• GIVEN EXERCISE
Exactly reproduce the lines from the line that has "Where can the chimney" down to the last line of the entries, inclusive.

-- START SUPPLIED RECORDS --

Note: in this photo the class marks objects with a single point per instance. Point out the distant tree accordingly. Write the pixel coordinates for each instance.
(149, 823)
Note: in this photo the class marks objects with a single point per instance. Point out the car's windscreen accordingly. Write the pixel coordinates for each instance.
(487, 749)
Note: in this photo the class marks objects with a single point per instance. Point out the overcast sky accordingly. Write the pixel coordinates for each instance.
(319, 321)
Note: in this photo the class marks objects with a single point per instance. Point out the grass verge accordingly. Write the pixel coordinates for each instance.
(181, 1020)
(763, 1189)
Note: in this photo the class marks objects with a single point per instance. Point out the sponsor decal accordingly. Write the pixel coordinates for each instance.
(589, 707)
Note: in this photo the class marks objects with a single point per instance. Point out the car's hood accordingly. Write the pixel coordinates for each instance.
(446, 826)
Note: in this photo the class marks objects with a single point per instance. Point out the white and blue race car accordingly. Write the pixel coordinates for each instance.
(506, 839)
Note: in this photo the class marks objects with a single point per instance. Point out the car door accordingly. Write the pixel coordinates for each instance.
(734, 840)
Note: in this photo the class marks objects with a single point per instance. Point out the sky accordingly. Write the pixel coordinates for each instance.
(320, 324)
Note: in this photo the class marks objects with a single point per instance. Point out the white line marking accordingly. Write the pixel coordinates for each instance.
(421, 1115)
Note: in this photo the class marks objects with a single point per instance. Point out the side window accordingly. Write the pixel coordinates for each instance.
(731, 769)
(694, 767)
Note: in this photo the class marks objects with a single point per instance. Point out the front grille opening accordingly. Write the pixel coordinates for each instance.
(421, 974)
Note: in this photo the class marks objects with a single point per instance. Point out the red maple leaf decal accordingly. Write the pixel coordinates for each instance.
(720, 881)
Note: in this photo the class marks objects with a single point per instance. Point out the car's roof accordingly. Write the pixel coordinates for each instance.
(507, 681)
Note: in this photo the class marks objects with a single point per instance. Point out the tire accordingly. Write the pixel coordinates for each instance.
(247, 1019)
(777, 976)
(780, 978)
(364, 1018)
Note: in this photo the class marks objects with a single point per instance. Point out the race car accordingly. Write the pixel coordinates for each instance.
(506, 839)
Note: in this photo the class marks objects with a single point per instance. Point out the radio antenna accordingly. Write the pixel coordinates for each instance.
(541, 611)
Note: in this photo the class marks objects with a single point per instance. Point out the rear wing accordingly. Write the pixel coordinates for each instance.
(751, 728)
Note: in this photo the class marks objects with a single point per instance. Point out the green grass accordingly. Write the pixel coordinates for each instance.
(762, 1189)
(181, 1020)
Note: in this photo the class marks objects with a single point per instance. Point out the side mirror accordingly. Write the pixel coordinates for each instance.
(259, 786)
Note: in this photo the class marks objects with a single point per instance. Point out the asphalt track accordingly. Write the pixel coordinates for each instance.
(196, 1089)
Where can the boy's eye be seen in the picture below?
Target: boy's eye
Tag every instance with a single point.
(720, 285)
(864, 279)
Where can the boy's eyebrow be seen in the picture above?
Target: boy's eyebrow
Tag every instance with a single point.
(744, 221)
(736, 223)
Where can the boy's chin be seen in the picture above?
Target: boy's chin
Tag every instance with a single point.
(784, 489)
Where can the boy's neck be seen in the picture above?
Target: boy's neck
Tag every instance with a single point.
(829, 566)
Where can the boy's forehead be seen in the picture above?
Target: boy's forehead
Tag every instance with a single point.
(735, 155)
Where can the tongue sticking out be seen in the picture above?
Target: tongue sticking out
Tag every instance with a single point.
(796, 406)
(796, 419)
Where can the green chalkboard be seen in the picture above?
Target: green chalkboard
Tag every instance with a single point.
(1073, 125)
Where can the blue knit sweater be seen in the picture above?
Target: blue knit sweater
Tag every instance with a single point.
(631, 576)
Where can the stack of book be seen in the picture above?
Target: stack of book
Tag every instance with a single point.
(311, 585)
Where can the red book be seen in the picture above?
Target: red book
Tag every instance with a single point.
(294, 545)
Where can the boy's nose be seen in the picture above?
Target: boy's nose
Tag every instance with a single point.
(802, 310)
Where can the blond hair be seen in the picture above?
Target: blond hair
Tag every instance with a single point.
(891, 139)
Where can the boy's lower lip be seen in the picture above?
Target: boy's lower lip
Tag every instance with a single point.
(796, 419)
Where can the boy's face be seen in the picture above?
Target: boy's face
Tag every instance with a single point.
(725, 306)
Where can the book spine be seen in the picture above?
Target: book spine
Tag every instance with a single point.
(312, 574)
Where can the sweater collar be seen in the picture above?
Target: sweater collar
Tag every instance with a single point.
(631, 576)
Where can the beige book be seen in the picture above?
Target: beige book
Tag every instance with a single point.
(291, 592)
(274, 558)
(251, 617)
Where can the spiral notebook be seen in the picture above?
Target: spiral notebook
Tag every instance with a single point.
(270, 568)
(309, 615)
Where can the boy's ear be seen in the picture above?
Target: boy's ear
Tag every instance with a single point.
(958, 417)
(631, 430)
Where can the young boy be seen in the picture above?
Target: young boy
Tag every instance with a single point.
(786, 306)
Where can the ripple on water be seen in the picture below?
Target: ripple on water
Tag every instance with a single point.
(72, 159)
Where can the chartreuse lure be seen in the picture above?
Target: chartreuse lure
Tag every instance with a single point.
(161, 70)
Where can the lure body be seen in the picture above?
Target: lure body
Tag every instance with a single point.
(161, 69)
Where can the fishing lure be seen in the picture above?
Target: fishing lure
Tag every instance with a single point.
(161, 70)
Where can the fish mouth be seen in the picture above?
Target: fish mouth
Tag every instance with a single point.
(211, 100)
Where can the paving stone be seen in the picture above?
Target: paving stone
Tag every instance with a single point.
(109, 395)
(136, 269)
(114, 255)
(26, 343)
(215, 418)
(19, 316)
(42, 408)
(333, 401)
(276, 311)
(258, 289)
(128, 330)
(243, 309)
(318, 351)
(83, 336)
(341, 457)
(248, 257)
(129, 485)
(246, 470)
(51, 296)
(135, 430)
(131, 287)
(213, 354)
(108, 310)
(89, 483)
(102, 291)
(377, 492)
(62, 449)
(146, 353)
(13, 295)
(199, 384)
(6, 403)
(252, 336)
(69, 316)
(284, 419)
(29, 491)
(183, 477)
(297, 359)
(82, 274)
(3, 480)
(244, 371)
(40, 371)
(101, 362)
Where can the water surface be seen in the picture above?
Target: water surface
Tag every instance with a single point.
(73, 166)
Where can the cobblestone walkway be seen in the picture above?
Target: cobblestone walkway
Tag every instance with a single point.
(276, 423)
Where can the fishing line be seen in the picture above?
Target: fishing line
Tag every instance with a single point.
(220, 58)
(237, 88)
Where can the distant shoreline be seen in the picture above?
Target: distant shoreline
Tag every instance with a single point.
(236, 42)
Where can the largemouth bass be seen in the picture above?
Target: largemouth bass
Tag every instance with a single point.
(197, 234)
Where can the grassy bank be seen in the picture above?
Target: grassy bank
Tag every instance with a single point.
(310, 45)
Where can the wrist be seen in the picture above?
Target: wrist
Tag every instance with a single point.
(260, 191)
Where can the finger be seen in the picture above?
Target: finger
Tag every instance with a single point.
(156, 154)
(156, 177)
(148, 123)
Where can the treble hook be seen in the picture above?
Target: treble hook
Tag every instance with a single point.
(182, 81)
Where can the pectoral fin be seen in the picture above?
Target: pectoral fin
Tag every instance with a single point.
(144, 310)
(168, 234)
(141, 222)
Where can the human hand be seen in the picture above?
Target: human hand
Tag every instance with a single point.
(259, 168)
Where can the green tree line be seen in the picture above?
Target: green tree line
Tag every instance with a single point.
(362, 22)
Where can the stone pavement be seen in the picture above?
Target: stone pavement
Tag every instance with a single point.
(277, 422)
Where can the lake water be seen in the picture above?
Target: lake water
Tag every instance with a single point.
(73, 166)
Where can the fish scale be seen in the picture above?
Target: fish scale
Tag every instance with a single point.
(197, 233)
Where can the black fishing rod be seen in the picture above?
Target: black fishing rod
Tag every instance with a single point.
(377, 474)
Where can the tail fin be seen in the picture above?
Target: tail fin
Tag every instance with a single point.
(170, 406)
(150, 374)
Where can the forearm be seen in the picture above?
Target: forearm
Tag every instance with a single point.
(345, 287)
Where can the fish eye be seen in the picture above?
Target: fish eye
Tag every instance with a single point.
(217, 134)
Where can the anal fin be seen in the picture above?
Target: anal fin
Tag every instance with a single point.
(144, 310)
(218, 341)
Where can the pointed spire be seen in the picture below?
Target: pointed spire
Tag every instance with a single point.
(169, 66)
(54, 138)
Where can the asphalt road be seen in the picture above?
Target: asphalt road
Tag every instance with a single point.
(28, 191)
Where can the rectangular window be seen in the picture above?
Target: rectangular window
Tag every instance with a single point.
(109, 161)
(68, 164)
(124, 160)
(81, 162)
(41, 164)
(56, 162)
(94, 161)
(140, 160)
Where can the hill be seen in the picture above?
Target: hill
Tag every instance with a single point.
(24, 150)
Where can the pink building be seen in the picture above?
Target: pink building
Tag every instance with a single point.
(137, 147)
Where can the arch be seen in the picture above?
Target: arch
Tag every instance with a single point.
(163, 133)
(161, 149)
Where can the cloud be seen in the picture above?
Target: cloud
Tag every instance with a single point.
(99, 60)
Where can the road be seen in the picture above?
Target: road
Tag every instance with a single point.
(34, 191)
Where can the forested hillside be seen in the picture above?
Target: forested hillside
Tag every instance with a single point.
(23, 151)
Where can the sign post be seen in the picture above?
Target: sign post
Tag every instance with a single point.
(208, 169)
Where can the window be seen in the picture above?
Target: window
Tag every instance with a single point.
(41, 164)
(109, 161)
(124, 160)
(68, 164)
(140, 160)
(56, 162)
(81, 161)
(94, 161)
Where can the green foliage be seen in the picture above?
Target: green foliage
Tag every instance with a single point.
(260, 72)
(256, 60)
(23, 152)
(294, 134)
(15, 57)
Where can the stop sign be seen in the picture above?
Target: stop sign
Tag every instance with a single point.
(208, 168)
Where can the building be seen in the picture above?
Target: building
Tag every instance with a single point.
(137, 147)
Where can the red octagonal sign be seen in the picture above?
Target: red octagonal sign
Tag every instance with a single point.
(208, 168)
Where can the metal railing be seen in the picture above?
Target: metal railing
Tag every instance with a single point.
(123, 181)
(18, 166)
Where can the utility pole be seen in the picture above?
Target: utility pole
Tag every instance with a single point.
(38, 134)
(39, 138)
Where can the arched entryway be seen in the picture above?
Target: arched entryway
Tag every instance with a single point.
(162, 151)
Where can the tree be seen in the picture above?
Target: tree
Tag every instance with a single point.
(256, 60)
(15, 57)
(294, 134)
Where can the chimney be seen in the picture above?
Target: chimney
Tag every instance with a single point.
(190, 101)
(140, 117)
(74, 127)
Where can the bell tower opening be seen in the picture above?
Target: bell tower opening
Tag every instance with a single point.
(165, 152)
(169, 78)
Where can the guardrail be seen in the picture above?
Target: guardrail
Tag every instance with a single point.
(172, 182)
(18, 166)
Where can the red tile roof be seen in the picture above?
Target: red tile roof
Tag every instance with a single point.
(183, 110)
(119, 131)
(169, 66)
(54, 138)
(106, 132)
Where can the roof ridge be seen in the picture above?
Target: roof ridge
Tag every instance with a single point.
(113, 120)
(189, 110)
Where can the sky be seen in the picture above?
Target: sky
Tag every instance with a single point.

-- END SUPPLIED RECORDS --

• THE RESPONSE
Where can the chimney be seen in the picture above?
Target: chimney
Tag every instance with a single point.
(190, 101)
(140, 117)
(74, 127)
Where can the bell tower opening be seen in the picture above?
Target: bell tower opening
Tag every instance with a single point.
(165, 152)
(169, 78)
Where can the guardrail be seen in the picture above?
Target: guardrail
Tag every instance with a single point.
(172, 182)
(18, 166)
Where can the red tile roof be seen in the picture above?
Target: red tile roof
Tag every instance with a single point.
(183, 110)
(119, 131)
(169, 66)
(54, 138)
(106, 132)
Where can the roof ridge be seen in the picture above?
Target: roof ridge
Tag every instance with a single point.
(113, 120)
(189, 110)
Where can the sky be seen in the picture above?
Target: sky
Tag every instance with a single point.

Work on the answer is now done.